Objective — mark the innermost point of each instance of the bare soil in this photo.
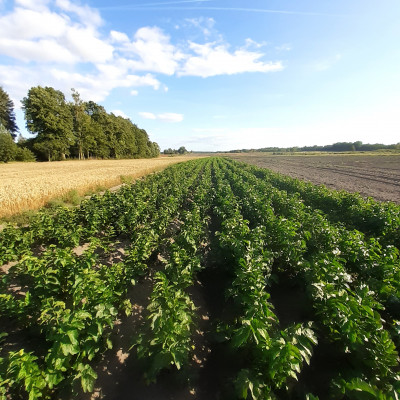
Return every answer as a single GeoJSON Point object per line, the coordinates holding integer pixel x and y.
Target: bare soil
{"type": "Point", "coordinates": [376, 176]}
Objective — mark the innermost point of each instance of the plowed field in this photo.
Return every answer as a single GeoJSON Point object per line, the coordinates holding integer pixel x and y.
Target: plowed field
{"type": "Point", "coordinates": [377, 176]}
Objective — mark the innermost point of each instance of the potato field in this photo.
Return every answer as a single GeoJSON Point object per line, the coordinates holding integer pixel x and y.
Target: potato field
{"type": "Point", "coordinates": [213, 279]}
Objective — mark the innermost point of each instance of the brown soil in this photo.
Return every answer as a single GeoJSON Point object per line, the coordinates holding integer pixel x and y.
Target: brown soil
{"type": "Point", "coordinates": [376, 176]}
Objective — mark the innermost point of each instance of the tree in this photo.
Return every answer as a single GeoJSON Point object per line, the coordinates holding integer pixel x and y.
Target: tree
{"type": "Point", "coordinates": [7, 115]}
{"type": "Point", "coordinates": [8, 148]}
{"type": "Point", "coordinates": [81, 124]}
{"type": "Point", "coordinates": [47, 114]}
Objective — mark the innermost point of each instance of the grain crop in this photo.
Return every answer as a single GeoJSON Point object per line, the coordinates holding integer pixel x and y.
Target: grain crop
....
#### [SOAL YANG DIBERIKAN]
Sajikan bagian data mulai dari baris yang memuat "crop in this photo." sampai akhir data, termasuk baris tersebut. Tuliskan sebagai daftar JSON berisi string, satu string untuk setiap baris, tanpa baris kosong.

#### [TUGAS YANG DISELESAIKAN]
[
  "Objective — mark the innermost point of each instance of the grain crop in this photo.",
  "Return every answer as a single GeoJSON Point object per line, the coordinates holding integer pixel x and y.",
  "Target: grain crop"
]